**Data to process:**
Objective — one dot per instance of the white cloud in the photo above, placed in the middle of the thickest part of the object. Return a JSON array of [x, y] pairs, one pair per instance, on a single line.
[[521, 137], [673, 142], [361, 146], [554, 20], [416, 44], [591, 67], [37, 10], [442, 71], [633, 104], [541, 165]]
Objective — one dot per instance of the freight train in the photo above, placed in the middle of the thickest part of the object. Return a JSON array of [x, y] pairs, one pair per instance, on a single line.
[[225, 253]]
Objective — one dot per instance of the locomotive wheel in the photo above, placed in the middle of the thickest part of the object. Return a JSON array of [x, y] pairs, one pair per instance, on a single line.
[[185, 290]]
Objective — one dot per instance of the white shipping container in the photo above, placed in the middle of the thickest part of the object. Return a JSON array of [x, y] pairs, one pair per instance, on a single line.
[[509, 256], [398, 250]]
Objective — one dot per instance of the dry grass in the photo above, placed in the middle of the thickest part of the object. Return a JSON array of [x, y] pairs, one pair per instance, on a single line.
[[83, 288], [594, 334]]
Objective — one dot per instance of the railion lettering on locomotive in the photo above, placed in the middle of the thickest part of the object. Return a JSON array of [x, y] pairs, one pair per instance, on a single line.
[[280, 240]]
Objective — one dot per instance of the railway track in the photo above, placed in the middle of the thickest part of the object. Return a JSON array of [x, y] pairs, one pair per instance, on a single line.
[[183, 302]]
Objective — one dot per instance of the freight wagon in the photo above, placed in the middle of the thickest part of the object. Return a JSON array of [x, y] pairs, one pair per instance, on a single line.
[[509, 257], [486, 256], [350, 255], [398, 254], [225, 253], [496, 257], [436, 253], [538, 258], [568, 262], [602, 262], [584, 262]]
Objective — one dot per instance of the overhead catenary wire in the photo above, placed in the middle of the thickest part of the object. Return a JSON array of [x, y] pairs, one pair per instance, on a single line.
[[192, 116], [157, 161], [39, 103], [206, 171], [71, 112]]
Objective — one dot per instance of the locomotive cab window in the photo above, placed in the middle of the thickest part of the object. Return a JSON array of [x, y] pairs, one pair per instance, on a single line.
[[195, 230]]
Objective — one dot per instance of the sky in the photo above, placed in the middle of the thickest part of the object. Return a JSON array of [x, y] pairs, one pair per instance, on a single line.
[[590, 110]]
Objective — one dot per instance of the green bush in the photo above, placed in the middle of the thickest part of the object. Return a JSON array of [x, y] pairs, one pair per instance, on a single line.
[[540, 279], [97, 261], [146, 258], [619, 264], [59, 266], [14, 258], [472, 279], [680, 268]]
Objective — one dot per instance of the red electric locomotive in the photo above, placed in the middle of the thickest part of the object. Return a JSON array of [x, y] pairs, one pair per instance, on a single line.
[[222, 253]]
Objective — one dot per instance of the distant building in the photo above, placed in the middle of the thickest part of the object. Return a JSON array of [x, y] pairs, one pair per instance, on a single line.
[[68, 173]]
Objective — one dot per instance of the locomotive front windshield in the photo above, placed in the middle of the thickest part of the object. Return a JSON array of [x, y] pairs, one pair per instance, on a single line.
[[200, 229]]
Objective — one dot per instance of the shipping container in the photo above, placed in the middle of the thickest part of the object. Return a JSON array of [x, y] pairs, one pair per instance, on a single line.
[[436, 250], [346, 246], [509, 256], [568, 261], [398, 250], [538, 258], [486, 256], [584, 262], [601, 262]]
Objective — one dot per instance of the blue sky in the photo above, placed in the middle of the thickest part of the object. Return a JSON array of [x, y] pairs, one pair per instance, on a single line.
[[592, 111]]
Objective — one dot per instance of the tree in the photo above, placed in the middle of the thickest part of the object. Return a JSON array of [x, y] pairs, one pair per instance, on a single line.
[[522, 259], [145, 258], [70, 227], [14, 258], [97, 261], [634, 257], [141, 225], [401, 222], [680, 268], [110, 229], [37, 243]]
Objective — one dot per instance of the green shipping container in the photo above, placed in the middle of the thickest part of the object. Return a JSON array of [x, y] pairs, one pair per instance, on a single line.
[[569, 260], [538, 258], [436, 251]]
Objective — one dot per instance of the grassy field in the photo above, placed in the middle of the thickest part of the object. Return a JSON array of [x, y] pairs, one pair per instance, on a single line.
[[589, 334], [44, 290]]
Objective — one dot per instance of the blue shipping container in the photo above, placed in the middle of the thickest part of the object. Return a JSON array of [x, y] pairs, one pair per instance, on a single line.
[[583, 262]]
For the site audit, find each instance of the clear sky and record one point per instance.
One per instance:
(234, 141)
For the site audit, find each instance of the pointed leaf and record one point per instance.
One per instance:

**Directions:** Print the whole listing above again, every line unchanged and in the same order.

**Task output:**
Objective — one dot per instance of the white cloud in the photo above, placed in the middle of the thickest part of the object. Return a JSON array of [x, y] pairs, one pair per instance, on a single line.
[[521, 137], [673, 142], [361, 146], [554, 20], [416, 44], [591, 67], [37, 10], [442, 71], [633, 104], [541, 165]]
Objective — one dot per instance of the freight train in the photo above, placed in the middle of the thickest part of the object. Return a JSON array of [x, y] pairs, one pair per instance, on a single line.
[[225, 253]]
Objective — one dot per instance of the locomotive wheel in the photo above, placed in the middle of the thickest part of the object. Return a JSON array of [x, y] pairs, one pair per instance, on a single line.
[[185, 290]]
Objective — one dot per instance of the white shipping container in the photo above, placed in the middle of the thickest part of the object. Return a JSON array of [x, y] pairs, one pair per instance, on a single line.
[[509, 256], [398, 250]]
Objective — one dot per instance of the dry grass in the photo above, placed in the middle of the thickest part of the object. Return a JSON array of [x, y] pairs, one pair per instance, on a single line.
[[83, 288], [594, 334]]
Objective — one dot per instance of the railion lettering on locomotive in the photo above, placed in the middle of the thickest part of the object. Return a JSON array of [x, y] pairs, one pair per instance, on a single line.
[[280, 240]]
Objective — one dot per instance of the railway track in the photo above, placed in the middle of the thickest part of the object. Return a JSON array of [x, y] pairs, one pair per instance, on a single line.
[[183, 302]]
Objective — one dot per instance of the freight wagon in the photo above, placed in the middle of the thickest part of the object. Return a JSON array of [x, y] pairs, one pair per instance, on a single line.
[[509, 257], [486, 256], [350, 255], [398, 254], [225, 253], [496, 257], [436, 253], [538, 258], [568, 262], [602, 262], [584, 262]]
Objective — one dot per instance of the overhead catenary wire in the photo above, placed in the middle of the thickest part of the object. Return a JSON array of [x, y] pairs, one pair per instance, on a single line.
[[192, 116], [157, 161], [39, 103], [206, 171], [71, 112]]
Objective — one dot per instance of the locomotive cab window in the photo above, placed in the middle of the thickest part of the object. Return a JSON array of [x, y] pairs, one pair per instance, on a single line.
[[195, 230]]
Objective — one dot per instance of the sky in the photo above, placed in the middle of the thickest part of the object. Return a JSON array of [x, y] pairs, one pair per instance, on a single line.
[[590, 110]]
Objective — one dot per instance of the green bush in the photo above, placed in the middle of the thickest part of the object. Return a JSON array of [x, y] pairs, one pair per instance, on a single line.
[[540, 279], [97, 261], [146, 258], [619, 264], [59, 266], [14, 258], [472, 279], [680, 268]]
Objective — one dot per instance of the red electric locomotive in the photo above, placed in the middle of the thickest part of the object. Return a JSON array of [x, y] pairs, one pair per instance, on a single line.
[[222, 253]]
Objective — one dot per instance of the distant building in the photo above, placed in the middle of the thickest part of the object. Return a JSON array of [x, y] pairs, one pair per instance, on a single line.
[[68, 173]]
Objective — one dot per instance of the locomotive front windshield in the photo above, placed in the middle of the thickest part of the object. Return a JSON array of [x, y] pairs, one pair per instance, on a single line.
[[200, 229]]
Objective — one dot per instance of the shipping container in the photo above, placed in the middle of the thickest part of the object. Return a JSON array of [x, y] pairs, one pair per instance, on a single line.
[[436, 250], [346, 246], [509, 256], [568, 261], [398, 250], [538, 258], [486, 256], [584, 262], [601, 262]]
Objective — one dot per instance of the blue sky in the photo above, placed in the middle of the thickest part of the object. Return a JSON array of [x, y] pairs, one pair per instance, on a single line.
[[592, 111]]
Objective — one dot per instance of the tree in the photo above, placed in the middle of the thickest part of the object. Return a JSON array of [x, y] pairs, one pair per instance, on a single line.
[[522, 259], [145, 258], [70, 227], [14, 258], [97, 261], [634, 257], [141, 225], [401, 222], [680, 268], [110, 229], [37, 243]]
Objective — one dot per instance of the green shipping container in the photo above, placed in the middle of the thickest part of the object. Return a JSON array of [x, y] pairs, one pair per instance, on a single line.
[[569, 260], [538, 258], [436, 251]]
Objective — one dot per instance of the grassy field in the photo above, placed in the middle of the thickest part of the object. Return a JSON array of [x, y] pairs, one pair per instance, on a single line.
[[589, 334], [44, 290]]
Objective — one dot per instance of the blue shipping container in the photo above, placed in the middle of the thickest part of the object. Return a JSON array of [x, y] pairs, one pair per instance, on a single line.
[[583, 262]]
For the site audit, find each instance of the clear sky and record one point per instance.
One per instance:
(234, 141)
For the site audit, find each instance of the pointed leaf and record one point per instance.
One per instance:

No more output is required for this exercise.